▶ **Given information**:
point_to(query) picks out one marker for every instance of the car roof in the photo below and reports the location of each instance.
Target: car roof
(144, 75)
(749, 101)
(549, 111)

▶ **Task statement**: Copy the listing above line for line, keeping every word and number unchanged.

▶ **The result**:
point_to(query) picks out one marker for every instance of the car roof in the photo below and reports the location of each instance.
Target: car roof
(144, 75)
(749, 101)
(549, 111)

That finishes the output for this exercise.